WRITTEN TASK: Copy out, unchanged, the lines starting with the one that contains "point: yellow wooden" and continuing through the end of the records, including both.

A run of records:
** start **

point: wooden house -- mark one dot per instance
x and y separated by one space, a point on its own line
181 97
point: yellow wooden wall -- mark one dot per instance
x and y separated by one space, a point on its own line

** end **

WORKED SOLUTION:
point: yellow wooden wall -- mark one dot per instance
x and y separated by one space, a point on its own line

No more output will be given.